---- Extracted information

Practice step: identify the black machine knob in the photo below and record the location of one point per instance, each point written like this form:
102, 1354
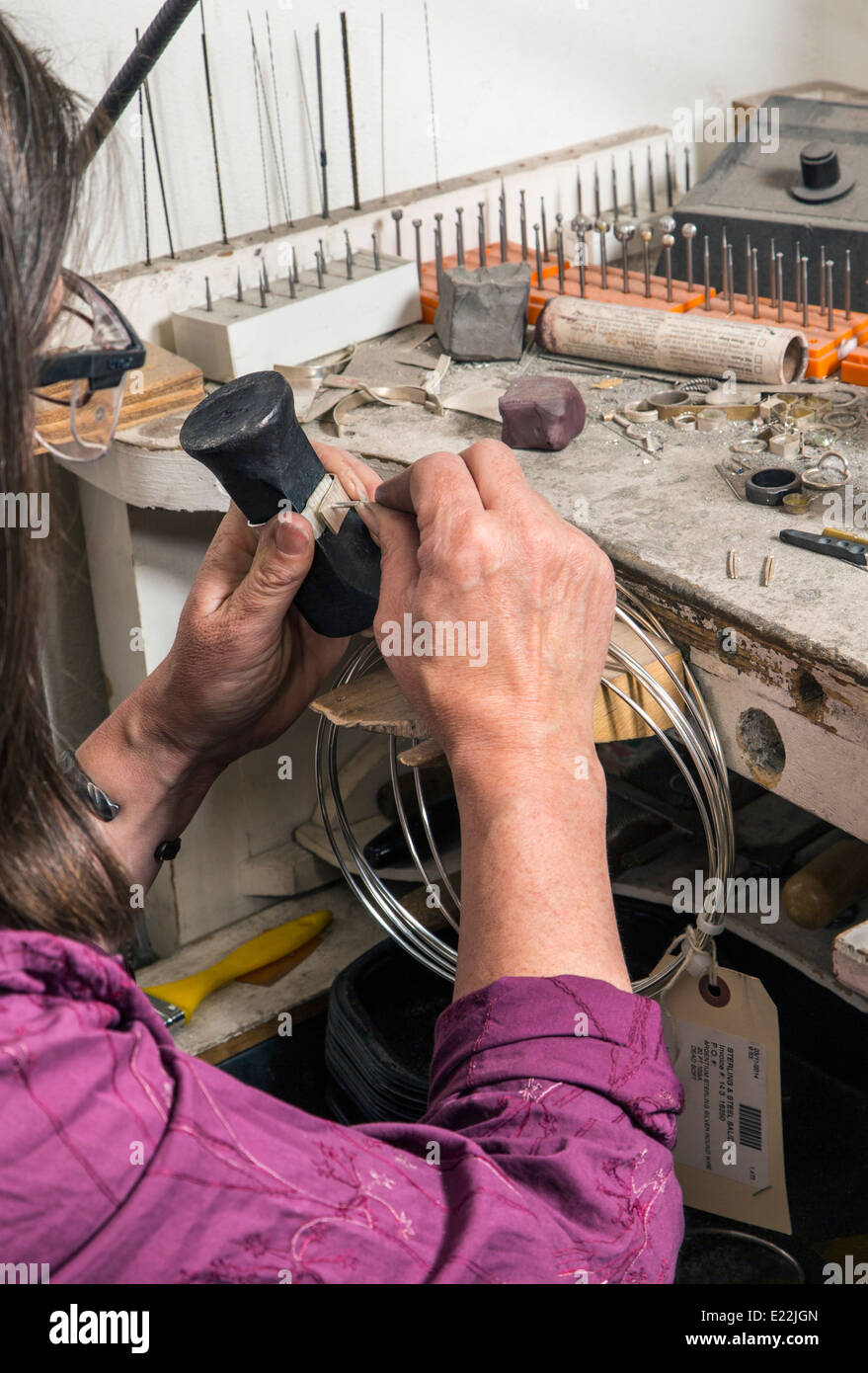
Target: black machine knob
823, 176
248, 436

--------

Reproduce the items above word for word, omitting the pictures.

Completed exercise
Practice step: identify the black machine knob in the photo below and record the location of one point per instance, each point written like this form:
102, 1354
Target: black machine knob
823, 176
248, 436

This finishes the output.